*本文抜粋*:
────────────────

そう言って、高桑は現役引退に至る過程を振り返ってくれた。

 だが、話を聞いていると、例えばベガルタ仙台を戦力外になった時、現役最後となった徳島にいた時、人生の分岐点や辛い経験があったタイミングにおいても、必ず声をかけてくれる人たちが周囲にいたのもまた高桑の歩んできたサッカー人生の事実なのである。そのことは、高桑の選手としての姿勢や人間性によるものなのだろう。

「本当に救われたのは、さまざまなタイミングで常に助けられて手を差し伸べてくれる方がいてくれたことです。最初に日産に入るときに声をかけてくれた清水さん、鹿島に引っ張ってくれたのは当時の強化部長の鈴木満さんでした。仙台に再び清水さんが呼んでくれ、マリノスが再び声をかけてくれ、徳島で声をかけてくださったのは高校の大先輩にあたる強化部長の中田(仁司)さんでした。当時の監督、美濃部さんからホーム最終戦が、すでにJ1昇格を決めていた古巣のベガルタ仙台戦で、『出るか?』と聞いてもらいましたが、僕が最後に中途半端に出るべきではないし、頑張っていたGKもいましたので、『情はいらないです』と言いました。試合後に、徳島サポーターだけでなく仙台サポーターも残ってくれて、サプライズで仙台の選手も来てくれたことは、忘れられないですね。片岡功二という徳島のレジェンドのような選手が引退したので、それもあって僕も一緒に(引退セレモニーを)やっていただいて、とにかく周りの方たちが手を差し伸べてくれたおかげの現役生活だったと思います。ありえないミスをして、誰も欲しがらないだろうという僕を皆さんが必要としてくれて、本当にありがたいと思っています」

 高桑自身は、現役引退をそう振り返ったが、もしかしたら本人の捉え方と、サポーターや周囲の方の受け止め方は違うのではないだろうか。

 2009年11月29日、鳴門・大塚スポーツパークポカリスエットスタジアムで開催されたJ2第50節徳島ヴォルティス対ベガルタ仙台戦終了後に、高桑大二朗、片岡功二両選手の現役引退セレモニーが行われた。その日が、古巣の仙台戦だったことは、サッカーの神様が見守っていたような巡りあわせだった。

 引退セレモニーでは徳島の選手たちが次々に高桑と片岡のふたりに花束を贈呈した後、高桑の元には、仙台の選手たちも駆けつけた。後輩の面倒見がよく慕われていたという先輩の引退に、仙台の選手たちからはサインを入れた写真パネルが手渡された。

 徳島サポーターからは「大さん、徳島に来てくれてありがとう」という横断幕がスタンドに掲げられ、仙台サポーターからもまた、「ありがとう高桑」「大さんありがとう」というメッセージが掲げられていた。セレモニー終了後には、残ってくれていた仙台サポーターからの高桑コールにも迎えられ、仙台のJ1昇格に「おめでとう」を伝え、「仙台にいた4年間は僕の宝物です」と挨拶した。セレモニーの間中、高桑の目には涙が溢れていた。

 多くの人から慕われ、愛された選手の記憶に残る引退セレモニーだった。

────────────────

*データ内容*:

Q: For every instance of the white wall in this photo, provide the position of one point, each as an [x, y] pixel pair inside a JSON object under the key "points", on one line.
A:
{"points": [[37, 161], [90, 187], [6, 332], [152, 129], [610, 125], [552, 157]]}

────────────────

*課題*:
高桑大二朗の現役引退を描いた文章の続きを、最後の文の後から書き継ぐこと。

*解答例*:
セカンドキャリア

 2022年1月5日、川崎フロンターレのGKコーチとして高桑大二朗の就任が発表された。

『2022シーズンより、川崎フロンターレのGKコーチに就任することになりました高桑大二朗です。常勝チームの一員になれる事を非常に嬉しく思っております。1日でも早く川崎の皆様に認めてもらえるよう精進し、鬼木監督を支えられるように力戦奮闘いたします。よろしくお願いします』

「大ちゃん、一緒にやろう」

 キッカケは、鹿島アントラーズで現役時代チームメイトだった旧知の鬼木達監督からの連絡だった。

 2010年に横浜FMのアカデミーで指導者としてのセカンドキャリアをスタートし、6年間務め、その後、JFAで日本代表の年代別GKコーチに就任。2016年にU-16、2017年にU-17、2018年にU-16、2019年にU-17/U-15、2020年にU-19/U-18、そして2021年はU-20日本代表GKコーチを務めていた。育成年代や若手選手たちを指導することには、やり甲斐を感じていたし、充実した日々を送っていた時にもらったオファーだったので、考える時間が少し必要だった。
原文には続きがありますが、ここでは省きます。